§ **Exercise brief**:
Pull out every line of the records below that contains the string "left", matching case exactly.

§ **Records for the exercise**:
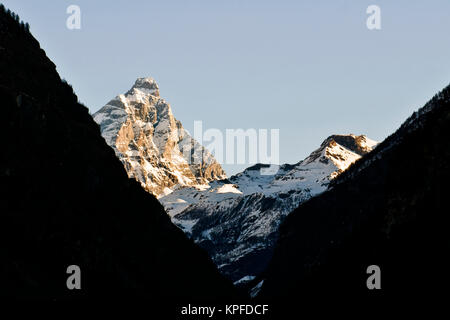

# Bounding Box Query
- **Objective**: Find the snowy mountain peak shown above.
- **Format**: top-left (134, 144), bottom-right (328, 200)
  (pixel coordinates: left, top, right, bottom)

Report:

§ **Final answer**:
- **Format**: top-left (134, 144), bottom-right (328, 200)
  (pixel coordinates: left, top, right, bottom)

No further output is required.